* [Your goal]
All records below are to be set down exactly, each character intact.

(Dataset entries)

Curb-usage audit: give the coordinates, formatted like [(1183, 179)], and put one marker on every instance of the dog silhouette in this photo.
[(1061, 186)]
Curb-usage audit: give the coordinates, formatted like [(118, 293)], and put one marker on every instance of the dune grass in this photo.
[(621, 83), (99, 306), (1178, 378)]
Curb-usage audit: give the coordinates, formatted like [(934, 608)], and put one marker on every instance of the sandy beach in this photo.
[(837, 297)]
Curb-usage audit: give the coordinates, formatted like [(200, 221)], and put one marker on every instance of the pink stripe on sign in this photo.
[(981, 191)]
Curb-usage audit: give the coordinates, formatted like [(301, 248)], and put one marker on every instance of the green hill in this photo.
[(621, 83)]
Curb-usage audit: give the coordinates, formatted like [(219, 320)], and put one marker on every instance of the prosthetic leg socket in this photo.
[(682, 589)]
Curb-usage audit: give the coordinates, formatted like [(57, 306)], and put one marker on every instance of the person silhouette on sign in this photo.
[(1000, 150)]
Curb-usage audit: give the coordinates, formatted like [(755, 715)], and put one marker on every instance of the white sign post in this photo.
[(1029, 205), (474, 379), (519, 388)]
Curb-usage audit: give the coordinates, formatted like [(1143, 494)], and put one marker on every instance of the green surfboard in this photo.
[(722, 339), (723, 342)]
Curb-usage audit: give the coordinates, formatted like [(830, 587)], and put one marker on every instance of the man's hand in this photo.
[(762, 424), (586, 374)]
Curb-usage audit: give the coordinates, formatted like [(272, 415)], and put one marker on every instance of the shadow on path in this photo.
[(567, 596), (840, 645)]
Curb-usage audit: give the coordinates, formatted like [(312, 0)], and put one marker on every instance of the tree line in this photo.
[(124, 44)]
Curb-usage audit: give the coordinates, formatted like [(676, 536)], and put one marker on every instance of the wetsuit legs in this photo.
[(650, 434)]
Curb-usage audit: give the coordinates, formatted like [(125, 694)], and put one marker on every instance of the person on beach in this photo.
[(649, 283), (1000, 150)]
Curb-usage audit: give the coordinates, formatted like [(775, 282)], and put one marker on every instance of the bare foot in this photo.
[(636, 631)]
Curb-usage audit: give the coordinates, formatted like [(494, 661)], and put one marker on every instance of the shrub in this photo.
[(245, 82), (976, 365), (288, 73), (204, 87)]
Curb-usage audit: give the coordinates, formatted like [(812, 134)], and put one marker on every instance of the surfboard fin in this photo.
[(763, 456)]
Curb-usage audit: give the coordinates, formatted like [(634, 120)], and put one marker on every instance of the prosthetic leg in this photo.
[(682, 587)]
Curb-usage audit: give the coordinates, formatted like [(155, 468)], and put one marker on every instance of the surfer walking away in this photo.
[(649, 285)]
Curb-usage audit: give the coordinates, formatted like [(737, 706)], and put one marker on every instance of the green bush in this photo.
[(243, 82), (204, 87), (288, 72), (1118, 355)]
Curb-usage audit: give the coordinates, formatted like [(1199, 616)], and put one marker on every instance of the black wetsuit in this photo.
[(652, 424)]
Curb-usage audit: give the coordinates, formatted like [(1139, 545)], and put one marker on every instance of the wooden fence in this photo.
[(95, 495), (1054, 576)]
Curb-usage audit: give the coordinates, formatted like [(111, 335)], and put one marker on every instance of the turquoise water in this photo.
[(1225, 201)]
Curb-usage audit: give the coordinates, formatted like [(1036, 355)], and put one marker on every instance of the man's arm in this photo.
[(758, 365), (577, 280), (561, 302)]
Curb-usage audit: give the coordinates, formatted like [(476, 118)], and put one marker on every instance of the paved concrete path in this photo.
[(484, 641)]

* [Exercise result]
Curb-usage audit: give the coordinates, formatted like [(1183, 179)], and put one marker on every instance of the dog silhouette in this photo.
[(1061, 186)]
Curb-usage audit: give the coordinates, formatted like [(118, 293)], and put one marker on every instance of the dune grass in this photo.
[(621, 83), (99, 306), (1178, 378)]
Curb-usage audit: give the coordinates, formatted like [(934, 608)], and put one marker on every instance of the sandy beach in this photo.
[(837, 297)]
Curb-usage audit: give the coordinates, formatted like [(200, 221)], and put one marker on every instance of the pink stripe on sign in this photo.
[(981, 191)]
Curb-usage audit: give the coordinates, formatted like [(301, 248)], and put one marker on every instance of the green hill in this photo.
[(621, 83)]
Curb-usage audit: give the coordinates, formatted like [(219, 320)], and put one marker on every instance of the prosthetic leg socket in this photo.
[(682, 589)]
Curb-usage audit: give the coordinates, formatted like [(57, 306)], and put one marker on every instance of the person silhouette on sign in this photo.
[(1000, 150)]
Curb-usage audit: give the coordinates, formatted like [(755, 715)], and put one marker on every instance of the white sign post in this photo.
[(1029, 205), (474, 379), (519, 388)]
Curb-usage audit: give the coordinates, formatted like [(1143, 494)], and put one marker on every instance of the green surfboard in this photo.
[(722, 339), (723, 342)]
Curb-usage audit: give the coordinates, formatted like [(830, 587)], and put one marker on every instance of the man's hand in this photo.
[(762, 424), (586, 374)]
Curb-usage audit: give the coordinates, formatted like [(272, 415)], and put one marker on every instance of the shadow on path in this photo.
[(567, 596), (840, 645)]
Curb-usage audit: give the coordinates, formatted like [(312, 0)], and put one marker on every instance of the tree line in this photo.
[(124, 44)]
Curb-usage audit: give the coordinates, formatted like [(676, 536)], and put one marker on every instance of the wetsuit legs in this photo.
[(650, 434)]
Curb-usage audit: give the coordinates, formatted like [(125, 694)], and put one marker on every instance of the person on beach in this photo.
[(649, 283), (1000, 150)]
Curb-usage audit: give the coordinates, formatted like [(775, 282)], and put one marker on every instance of the bare foot in this photo.
[(636, 631)]
Curb-usage audit: give the coordinates, formatted like [(494, 661)], and put one marker on every instance of the shrub in this photo.
[(245, 82), (976, 365), (288, 73), (204, 87)]
Curb-usage audit: give the coordinates, formatted like [(812, 134)], and put one marker on every instance of the surfboard fin in this photo.
[(763, 456)]
Curb-usage audit: give the coordinates, formatted like [(634, 120)], and put one marker on every instance of the prosthetic leg in this photo.
[(682, 587)]
Curb-usage audit: give the coordinates, formatted like [(155, 468)], and put one marker on every instance of the surfer walking away in this photo.
[(649, 285)]
Curb-usage audit: give the coordinates, formatted like [(737, 706)], and put one marker on every instance of the green bush in this photo.
[(243, 82), (204, 87), (288, 72), (1118, 355)]
Curb-usage audit: give the coordinates, formatted like [(1199, 616)], and put one marker on every instance of the black wetsuit in this photo.
[(652, 424)]
Curb-usage audit: give the coordinates, formatted like [(1139, 545)], and put one marker on every instance of the wooden fence in this photo.
[(95, 495), (1054, 576)]
Curb-usage audit: give the coordinates, formatted like [(111, 335)], and put one marker on every instance of the turquoise water in this photo.
[(1225, 201)]
Curb-usage audit: give the coordinates, formatted like [(1036, 355)], and put one marker on every instance of the man's arm in this photo.
[(758, 365), (577, 280), (561, 302)]
Curb-usage audit: give the coordinates, formatted like [(476, 118)], and put one marker on every instance of the paved concrete path in this photo.
[(484, 641)]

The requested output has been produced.